--- GIVEN TEXT ---
BEGIN
This is innovative thinking on the part of the sponsors of the bill. However, laudable as it is, the bill needs some rework if it is to achieve the desired impact.  To start with, for an economy that was already flagging even before the current global economic collapse occasioned by COVID-19, and against the backdrop of huge fiscal packages by countries to prop up their economies, an incremental approach as set out in the bill may not align with the objectives. Clearly, we do not have the resources to match the level of stimulus packages by more advanced economies, but I think we can stretch ourselves to adequately mitigate the adverse economic impact of the pandemic. As such, far reaching measures are required.

 

To put the proposal in perspective, expected total rebate for the initial 10 months in 2020 will translate to about N335 billion of tax savings by employers based on 2019 PAYE data by the National Bureau of Statistics (NBS), and assuming there are no layoffs in 2020 which could shrink  PAYE collections. The projected tax rebate figure appears significant. However, from an employer’s perspective, the proposal translates to savings of just 9 percent – 10 percent of total wage bill using an Average Effective Tax Rate (AETR) of 18 percent – 20 percent (PAYE), possibly less, which to my mind may not be adequate. If the bill is passed into law as proposed, the options before employers is to either keep their employees and claim 9 percent savings from total wage bill through the special tax rebate or contemplate deep cut in staff strength and save much more than 9 percent of the total wage bill, more so that the profit impact of the economic downturn for some entities could be as high as 50 percent, if not more.
END
--- ACTIVITY A ---
Answer these questions using the commentary on the tax rebate bill:
(i) What total rebate is expected for the initial 10 months in 2020?
(ii) What Average Effective Tax Rate range does the writer use to estimate employers' savings?
(iii) How does the writer describe the economy's state even before the COVID-19 collapse?
--- ACTIVITY B ---
Write a continuation of the commentary on the tax rebate bill, starting right after its final sentence about profit impact.

--- DATA ---
BEGIN
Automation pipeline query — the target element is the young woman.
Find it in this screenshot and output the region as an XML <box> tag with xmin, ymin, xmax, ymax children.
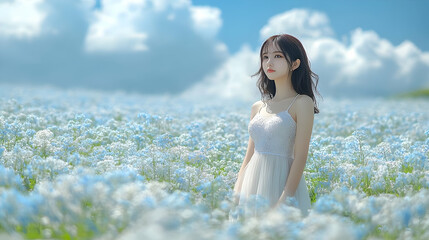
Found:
<box><xmin>234</xmin><ymin>34</ymin><xmax>319</xmax><ymax>215</ymax></box>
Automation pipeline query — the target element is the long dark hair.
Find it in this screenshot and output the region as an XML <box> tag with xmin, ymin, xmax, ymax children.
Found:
<box><xmin>252</xmin><ymin>34</ymin><xmax>320</xmax><ymax>113</ymax></box>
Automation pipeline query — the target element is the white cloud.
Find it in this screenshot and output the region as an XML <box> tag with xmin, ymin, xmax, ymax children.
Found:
<box><xmin>0</xmin><ymin>0</ymin><xmax>46</xmax><ymax>38</ymax></box>
<box><xmin>0</xmin><ymin>0</ymin><xmax>228</xmax><ymax>94</ymax></box>
<box><xmin>85</xmin><ymin>0</ymin><xmax>222</xmax><ymax>52</ymax></box>
<box><xmin>182</xmin><ymin>45</ymin><xmax>260</xmax><ymax>101</ymax></box>
<box><xmin>190</xmin><ymin>6</ymin><xmax>222</xmax><ymax>38</ymax></box>
<box><xmin>191</xmin><ymin>9</ymin><xmax>429</xmax><ymax>100</ymax></box>
<box><xmin>85</xmin><ymin>0</ymin><xmax>150</xmax><ymax>52</ymax></box>
<box><xmin>260</xmin><ymin>9</ymin><xmax>333</xmax><ymax>41</ymax></box>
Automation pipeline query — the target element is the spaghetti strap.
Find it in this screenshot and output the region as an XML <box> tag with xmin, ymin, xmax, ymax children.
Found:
<box><xmin>286</xmin><ymin>93</ymin><xmax>299</xmax><ymax>111</ymax></box>
<box><xmin>258</xmin><ymin>102</ymin><xmax>265</xmax><ymax>113</ymax></box>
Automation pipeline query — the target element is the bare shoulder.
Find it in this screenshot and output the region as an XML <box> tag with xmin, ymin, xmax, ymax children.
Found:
<box><xmin>296</xmin><ymin>94</ymin><xmax>314</xmax><ymax>113</ymax></box>
<box><xmin>252</xmin><ymin>100</ymin><xmax>264</xmax><ymax>111</ymax></box>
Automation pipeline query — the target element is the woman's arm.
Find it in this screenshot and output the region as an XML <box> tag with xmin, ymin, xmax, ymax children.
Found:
END
--- EXPECTED ANSWER A ---
(i) About N335 billion in tax savings by employers.
(ii) 18 percent to 20 percent (PAYE).
(iii) It was already flagging.

--- EXPECTED ANSWER B ---
 

I will therefore suggest that 30 percent of companies’ wage bill be considered for special tax rebate as against 50 percent of PAYE deductions as proposed. This is likely to be more effective in mitigating the impending job losses, profit erosion, depressed demand, and negative GDP growth. Let me quickly mention that the revenue implication for government if this option is considered will be in the region of N1.1 trillion spread over one to three years depending on when the special rebate is utilised. The budget constraint that will result from forgoing potential revenue of N1.1 trillion seems too high a cost to bear on the part of the Federal Government – to look at it purely from that perspective is not a 360-degree view. Massive layoff by employers portends deep consequences fiscal status of states especially PAYE component of states’ revenue which constituted 61 percent of total IGR in 2019. The only resort for states at that point will be Federal Government bailout. Meanwhile, Federal Government revenue from taxes may plunge precipitously as well if the economy is not given a shot in the arm, and in large dose. The social upheaval that may erupt from massive job losses is better imagined.

 

On another note, clarification is required with respect to situations where a company does not have taxable profit or where taxable profit or tax payable is less than the special rebate. Can the rebate be carried forward and for how long? Should the minimum tax provision in CITA be suspended until such a time when the rebate is fully utilised? These questions need to be addressed in the bill.

 

Lastly, the bill seeks to exclude exploration and production companies in Nigeria. Such a blanket exclusion is counterproductive in view of the number of Nigerians working in the sector. The upstream petroleum sector is one of the hardest hit with players contending with low crude prices, high production cost and huge facility repayment obligations by   independent/indigenous players. One way to look at this is to identify players in the upstream sector that are more susceptible to the plunge in crude oil prices for inclusion in the economic stimulus bill. This way, it will be a win-win situation for employees, employers and government.